Mantenerlo vivo suponía seguir vivos los escasos habitantes que quedan.
Tal vez, me dije, avivan ese pequeño fuego para no morir del todo. O hay
más motivos. Los hay, sin duda.
Desde hace un tiempo viene siendo
un tópico hablar de la España vaciada. Llaman de tal forma a estos
pueblos con pocas casas y menos vecinos. La inmensa mayoría de estos
pueblos cuentan en la actualidad con muy pocos habitantes. Tuvieron sus
momentos de gloria, sabido es. En los siglos XVII y XVIII, cuando
todavía no estaban desarrollados los grandes municipios o capitales, o
éstos no ofrecían el atractivo y las posibilidades que ofrecen hoy en
día, muchos de estos pueblos prosperaron con sus fábricas, sus viñedos,
sus bancales y sus pequeñas industrias. Pero hubo luego toda una serie
de desgracias: plagas, guerras, muertes, inundaciones y demás que, poco a
poco, los fueron desangrando. Si se olvida esto, si se descontextualiza
el pueblo, llama enseguida la atención que un número tan exiguo de
personas cuente en la actualidad, por ejemplo, con una iglesia
monumental que, aun en sus ruinas, cayéndose a pedazos, o no, proclama
que gozó de tiempos mucho mejores.
Desde
el mismo momento en que comenzó a hablarse de la despoblación de los
pueblos, se empezó a hablar también de la forma de contener esta
sangría. Se resucitó con ello una vieja tradición que, según parece,
nunca ha muerto del todo en este bendito país. Las ciencias, no
obstante, avanzan que es una barbaridad, y hoy ha cambiado de nombre
quien practica esa vieja y querida tradición. Antaño esta gente que
ofrecía soluciones para todos los problemas, grandes o pequeños, se
llamaban arbitristas. Quizás el más famoso sea el que retrata Quevedo en
su famosa novela. Aquel que, para favorecer la invasión de Ostende, y
evitar otro desastre como el de la Armada Invencible, proponía secar la
mar salada con esponjas. De esta forma y manera el ejército de su
graciosa majestad podría llegar a pie enjuto ante los pérfidos enemigos.Y vencerlos.

DATOS EXTRAÍDOS:

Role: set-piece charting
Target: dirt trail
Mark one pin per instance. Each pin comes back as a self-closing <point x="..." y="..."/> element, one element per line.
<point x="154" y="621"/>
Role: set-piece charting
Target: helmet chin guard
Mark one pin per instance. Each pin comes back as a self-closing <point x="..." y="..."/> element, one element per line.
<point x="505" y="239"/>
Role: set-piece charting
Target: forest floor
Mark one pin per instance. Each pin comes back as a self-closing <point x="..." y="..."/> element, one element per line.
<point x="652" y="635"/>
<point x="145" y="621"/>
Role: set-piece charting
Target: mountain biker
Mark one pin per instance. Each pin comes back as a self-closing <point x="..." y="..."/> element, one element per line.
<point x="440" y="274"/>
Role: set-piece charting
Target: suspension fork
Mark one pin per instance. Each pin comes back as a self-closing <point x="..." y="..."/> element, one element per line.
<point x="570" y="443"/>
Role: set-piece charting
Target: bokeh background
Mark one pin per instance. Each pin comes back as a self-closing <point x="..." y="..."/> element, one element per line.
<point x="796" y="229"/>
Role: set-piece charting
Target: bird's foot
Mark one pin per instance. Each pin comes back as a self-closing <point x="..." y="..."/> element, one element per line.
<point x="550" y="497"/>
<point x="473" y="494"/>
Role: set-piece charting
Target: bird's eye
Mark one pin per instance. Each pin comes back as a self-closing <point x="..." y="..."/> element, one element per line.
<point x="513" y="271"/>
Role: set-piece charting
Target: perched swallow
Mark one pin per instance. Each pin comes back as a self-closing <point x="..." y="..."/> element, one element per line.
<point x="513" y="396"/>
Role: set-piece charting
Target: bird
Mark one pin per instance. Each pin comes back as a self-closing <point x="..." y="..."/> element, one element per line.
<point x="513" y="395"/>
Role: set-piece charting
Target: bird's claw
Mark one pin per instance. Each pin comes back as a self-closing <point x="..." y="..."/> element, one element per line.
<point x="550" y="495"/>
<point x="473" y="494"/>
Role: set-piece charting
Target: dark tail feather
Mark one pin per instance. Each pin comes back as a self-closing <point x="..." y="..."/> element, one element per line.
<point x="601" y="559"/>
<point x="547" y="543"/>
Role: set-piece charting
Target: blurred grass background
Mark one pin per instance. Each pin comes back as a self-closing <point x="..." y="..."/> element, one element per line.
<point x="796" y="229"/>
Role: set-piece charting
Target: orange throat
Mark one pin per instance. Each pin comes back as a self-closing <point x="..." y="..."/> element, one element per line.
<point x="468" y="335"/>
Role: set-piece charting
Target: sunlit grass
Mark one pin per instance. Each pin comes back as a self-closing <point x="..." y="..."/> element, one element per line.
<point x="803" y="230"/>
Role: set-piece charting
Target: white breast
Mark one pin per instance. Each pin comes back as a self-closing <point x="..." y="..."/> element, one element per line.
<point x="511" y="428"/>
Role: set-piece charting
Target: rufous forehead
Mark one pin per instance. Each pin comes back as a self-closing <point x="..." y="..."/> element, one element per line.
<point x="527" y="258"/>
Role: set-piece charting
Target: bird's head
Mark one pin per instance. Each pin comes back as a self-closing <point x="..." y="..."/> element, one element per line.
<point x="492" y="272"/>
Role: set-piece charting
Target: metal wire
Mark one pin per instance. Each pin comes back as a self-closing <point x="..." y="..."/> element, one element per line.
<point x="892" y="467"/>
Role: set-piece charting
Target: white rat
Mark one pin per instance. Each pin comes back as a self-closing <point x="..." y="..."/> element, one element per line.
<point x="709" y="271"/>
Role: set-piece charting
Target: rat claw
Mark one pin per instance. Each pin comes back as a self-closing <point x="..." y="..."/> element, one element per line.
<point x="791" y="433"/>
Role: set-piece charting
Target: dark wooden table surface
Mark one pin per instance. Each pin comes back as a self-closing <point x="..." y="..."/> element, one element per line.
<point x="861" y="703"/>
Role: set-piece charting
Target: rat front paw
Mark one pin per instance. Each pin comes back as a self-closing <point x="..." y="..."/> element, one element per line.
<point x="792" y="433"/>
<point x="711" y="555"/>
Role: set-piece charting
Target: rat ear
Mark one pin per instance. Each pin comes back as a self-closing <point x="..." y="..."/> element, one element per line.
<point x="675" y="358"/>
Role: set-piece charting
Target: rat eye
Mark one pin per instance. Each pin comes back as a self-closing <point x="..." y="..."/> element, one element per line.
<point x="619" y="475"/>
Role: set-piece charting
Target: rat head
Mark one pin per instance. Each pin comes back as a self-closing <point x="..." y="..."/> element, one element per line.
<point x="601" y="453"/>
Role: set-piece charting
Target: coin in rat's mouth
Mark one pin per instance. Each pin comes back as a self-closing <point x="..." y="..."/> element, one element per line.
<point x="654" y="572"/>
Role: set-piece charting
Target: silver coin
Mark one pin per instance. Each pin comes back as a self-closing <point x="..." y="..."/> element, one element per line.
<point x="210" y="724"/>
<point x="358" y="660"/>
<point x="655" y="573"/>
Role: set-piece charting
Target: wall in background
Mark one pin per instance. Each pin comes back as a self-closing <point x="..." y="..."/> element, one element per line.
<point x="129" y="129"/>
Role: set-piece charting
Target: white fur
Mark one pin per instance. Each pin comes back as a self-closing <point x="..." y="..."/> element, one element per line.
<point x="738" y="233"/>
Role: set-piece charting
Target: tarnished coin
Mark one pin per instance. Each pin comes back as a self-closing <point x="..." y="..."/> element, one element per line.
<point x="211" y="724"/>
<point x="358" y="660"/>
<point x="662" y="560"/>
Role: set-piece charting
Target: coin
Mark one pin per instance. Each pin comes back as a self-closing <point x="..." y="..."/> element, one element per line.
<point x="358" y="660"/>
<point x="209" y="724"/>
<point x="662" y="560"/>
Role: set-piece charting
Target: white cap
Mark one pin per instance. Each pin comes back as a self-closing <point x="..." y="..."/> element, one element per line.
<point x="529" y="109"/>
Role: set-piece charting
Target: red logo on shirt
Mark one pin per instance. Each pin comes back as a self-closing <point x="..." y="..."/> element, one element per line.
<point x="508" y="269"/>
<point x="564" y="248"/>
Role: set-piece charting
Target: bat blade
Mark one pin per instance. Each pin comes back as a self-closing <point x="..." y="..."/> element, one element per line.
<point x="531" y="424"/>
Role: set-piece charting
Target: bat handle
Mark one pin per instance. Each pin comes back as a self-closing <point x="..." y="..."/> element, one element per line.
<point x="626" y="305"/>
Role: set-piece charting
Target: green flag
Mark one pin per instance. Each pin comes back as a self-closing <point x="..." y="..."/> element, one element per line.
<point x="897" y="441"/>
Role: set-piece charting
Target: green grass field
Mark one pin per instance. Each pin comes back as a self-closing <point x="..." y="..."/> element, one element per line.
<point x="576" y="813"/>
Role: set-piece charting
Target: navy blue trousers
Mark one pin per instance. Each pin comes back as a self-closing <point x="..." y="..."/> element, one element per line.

TAREA ASIGNADA: Según el fragmento sobre la España vaciada, ¿qué proponía el arbitrista que retrata Quevedo para favorecer la invasión de Ostende?

SOLUCIÓN DEL PROBLEMA: Secar la mar salada con esponjas.